Excerpt provided: Begin

The motel in Auburn where Paul Switzer was found dead. Photograph by Scott Thomas Anderson

Daisy Switzer has spent 21 years knowing how much suffering can be unleashed by failures in the legal and behavioral health systems: She internalized that tragedy throughout her body after becoming one of the miracle survivors of a rampage shooting that happened on a rainy January morning in Nevada County. Scott Thorpe, an unwell man who’d sought help at Daisy’s clinic while frightening his own girlfriend and family members, suddenly snapped to the point of walking in with a semi-automatic pistol. As health workers and caregivers were being shot outside Daisy’s office – falling in a thunderous cacophony of explosions and screams – the young mother had only one chance to see her daughter again.

Daisy knows the anguish born from systemic breakdowns because to escape being murdered meant jumping out a two-and-a-half-story window, colliding with cold, freezing concrete below. She broke 39 bones throughout her body. Spiral breaks. Ankle breaks. Rib breaks. A shattered tailbone. A tibia turned to mulch. Daisy spent 10 full months lying on her back as she tried to mend. It was a long stretch of absorbing what had happened, the five people who’d been shot, the three who’d been slain, including a 19-year-old coworker.

Excerpt provided: End

• Study questions:
1 > List every person the excerpt names.
2 > Summarize the excerpt in two sentences.
3 > Reproduce the excerpt verbatim, everything from "Daisy Switzer has" down to "her daughter again.".

Data extract: Begin

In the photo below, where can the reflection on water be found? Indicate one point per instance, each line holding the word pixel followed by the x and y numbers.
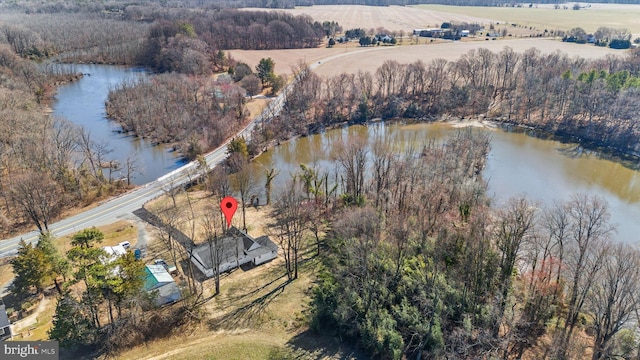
pixel 518 164
pixel 82 102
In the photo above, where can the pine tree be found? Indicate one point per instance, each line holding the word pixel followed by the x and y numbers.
pixel 28 267
pixel 70 326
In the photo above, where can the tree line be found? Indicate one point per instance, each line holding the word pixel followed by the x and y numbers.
pixel 47 164
pixel 589 101
pixel 102 307
pixel 195 114
pixel 417 265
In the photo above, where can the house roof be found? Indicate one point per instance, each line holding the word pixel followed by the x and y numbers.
pixel 235 243
pixel 156 276
pixel 4 319
pixel 266 242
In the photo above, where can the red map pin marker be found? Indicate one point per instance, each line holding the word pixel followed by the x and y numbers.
pixel 228 205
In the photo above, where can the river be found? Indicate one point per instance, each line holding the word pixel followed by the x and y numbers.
pixel 544 170
pixel 82 102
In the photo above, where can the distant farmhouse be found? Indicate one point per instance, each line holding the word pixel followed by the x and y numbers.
pixel 5 325
pixel 235 249
pixel 159 281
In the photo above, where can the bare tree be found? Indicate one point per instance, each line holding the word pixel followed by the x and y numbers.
pixel 290 218
pixel 352 159
pixel 213 231
pixel 613 300
pixel 589 232
pixel 39 197
pixel 515 223
pixel 243 182
pixel 269 175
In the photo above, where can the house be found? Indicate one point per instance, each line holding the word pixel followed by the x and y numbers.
pixel 158 280
pixel 5 325
pixel 234 249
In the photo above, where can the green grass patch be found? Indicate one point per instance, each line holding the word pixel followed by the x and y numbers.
pixel 549 18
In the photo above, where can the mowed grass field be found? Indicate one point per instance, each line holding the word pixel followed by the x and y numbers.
pixel 546 17
pixel 341 59
pixel 392 18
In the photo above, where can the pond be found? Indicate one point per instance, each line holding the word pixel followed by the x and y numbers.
pixel 544 170
pixel 83 103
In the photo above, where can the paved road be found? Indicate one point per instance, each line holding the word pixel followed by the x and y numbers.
pixel 122 207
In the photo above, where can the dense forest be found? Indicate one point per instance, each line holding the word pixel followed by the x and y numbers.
pixel 195 114
pixel 46 164
pixel 419 266
pixel 62 6
pixel 72 169
pixel 593 102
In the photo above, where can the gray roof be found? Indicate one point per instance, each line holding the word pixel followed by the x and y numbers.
pixel 236 240
pixel 266 242
pixel 4 319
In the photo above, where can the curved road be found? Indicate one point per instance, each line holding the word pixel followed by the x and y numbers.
pixel 123 206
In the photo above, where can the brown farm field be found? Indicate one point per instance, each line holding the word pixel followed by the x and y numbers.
pixel 392 18
pixel 407 18
pixel 546 17
pixel 351 59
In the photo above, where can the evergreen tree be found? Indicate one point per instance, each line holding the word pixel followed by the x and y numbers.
pixel 29 269
pixel 70 326
pixel 87 237
pixel 264 69
pixel 54 264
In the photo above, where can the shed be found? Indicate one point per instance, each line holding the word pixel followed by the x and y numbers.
pixel 5 324
pixel 161 283
pixel 156 276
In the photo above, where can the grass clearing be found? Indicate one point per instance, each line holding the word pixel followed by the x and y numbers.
pixel 113 235
pixel 258 311
pixel 6 270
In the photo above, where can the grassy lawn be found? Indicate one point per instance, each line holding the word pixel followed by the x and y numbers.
pixel 113 235
pixel 549 18
pixel 258 311
pixel 6 271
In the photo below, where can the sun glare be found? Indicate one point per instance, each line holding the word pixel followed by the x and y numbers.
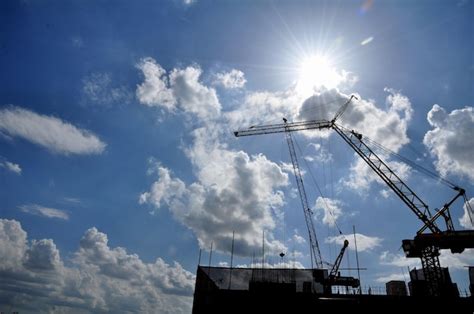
pixel 316 72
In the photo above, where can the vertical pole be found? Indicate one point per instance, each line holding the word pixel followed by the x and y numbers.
pixel 231 260
pixel 357 257
pixel 263 253
pixel 210 255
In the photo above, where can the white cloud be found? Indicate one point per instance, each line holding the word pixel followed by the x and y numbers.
pixel 234 192
pixel 450 141
pixel 364 243
pixel 99 90
pixel 12 243
pixel 390 277
pixel 191 95
pixel 322 154
pixel 398 260
pixel 330 208
pixel 262 107
pixel 387 127
pixel 154 91
pixel 366 41
pixel 98 279
pixel 44 211
pixel 467 219
pixel 180 89
pixel 231 80
pixel 164 189
pixel 361 176
pixel 456 261
pixel 10 166
pixel 298 239
pixel 50 132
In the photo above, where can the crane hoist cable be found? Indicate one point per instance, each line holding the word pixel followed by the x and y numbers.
pixel 318 187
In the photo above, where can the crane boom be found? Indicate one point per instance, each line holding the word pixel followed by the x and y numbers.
pixel 428 251
pixel 308 214
pixel 337 263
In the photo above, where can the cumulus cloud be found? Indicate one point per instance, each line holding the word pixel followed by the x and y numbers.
pixel 263 106
pixel 366 41
pixel 361 176
pixel 50 132
pixel 10 166
pixel 322 155
pixel 297 238
pixel 231 80
pixel 330 208
pixel 390 277
pixel 99 278
pixel 48 212
pixel 234 191
pixel 99 89
pixel 387 127
pixel 180 89
pixel 450 140
pixel 398 260
pixel 154 91
pixel 456 261
pixel 364 243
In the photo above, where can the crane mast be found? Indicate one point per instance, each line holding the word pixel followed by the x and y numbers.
pixel 425 246
pixel 308 214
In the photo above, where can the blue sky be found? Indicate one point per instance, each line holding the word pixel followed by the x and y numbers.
pixel 118 163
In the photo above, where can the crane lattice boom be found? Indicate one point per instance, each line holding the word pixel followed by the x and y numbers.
pixel 425 246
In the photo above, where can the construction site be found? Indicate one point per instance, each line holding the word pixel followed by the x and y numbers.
pixel 322 289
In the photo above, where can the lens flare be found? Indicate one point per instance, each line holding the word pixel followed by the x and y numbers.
pixel 316 72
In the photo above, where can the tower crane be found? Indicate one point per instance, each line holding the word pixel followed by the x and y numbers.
pixel 426 246
pixel 308 214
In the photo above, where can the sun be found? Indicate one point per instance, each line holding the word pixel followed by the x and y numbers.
pixel 315 72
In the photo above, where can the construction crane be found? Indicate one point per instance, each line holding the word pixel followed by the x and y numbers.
pixel 426 246
pixel 337 263
pixel 308 214
pixel 334 278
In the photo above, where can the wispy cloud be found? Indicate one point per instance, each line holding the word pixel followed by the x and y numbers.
pixel 10 166
pixel 367 41
pixel 48 212
pixel 231 80
pixel 99 89
pixel 364 243
pixel 50 132
pixel 100 277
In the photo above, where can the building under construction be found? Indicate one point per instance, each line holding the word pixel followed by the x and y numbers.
pixel 240 290
pixel 430 288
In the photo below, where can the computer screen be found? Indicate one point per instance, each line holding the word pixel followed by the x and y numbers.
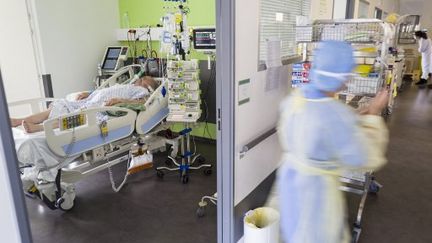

Data extract: End

• Solutions in order:
1 > Paul Switzer, Scott Thomas Anderson, Daisy Switzer, Scott Thorpe

2 > Daisy Switzer survived a rampage shooting on a rainy January morning in Nevada County, carried out by Scott Thorpe, an unwell man who had sought help at her clinic. She escaped by jumping out a two-and-a-half-story window, broke 39 bones, and spent 10 months on her back recovering from an attack in which five people were shot and three were killed.

3 >
Daisy Switzer has spent 21 years knowing how much suffering can be unleashed by failures in the legal and behavioral health systems: She internalized that tragedy throughout her body after becoming one of the miracle survivors of a rampage shooting that happened on a rainy January morning in Nevada County. Scott Thorpe, an unwell man who’d sought help at Daisy’s clinic while frightening his own girlfriend and family members, suddenly snapped to the point of walking in with a semi-automatic pistol. As health workers and caregivers were being shot outside Daisy’s office – falling in a thunderous cacophony of explosions and screams – the young mother had only one chance to see her daughter again.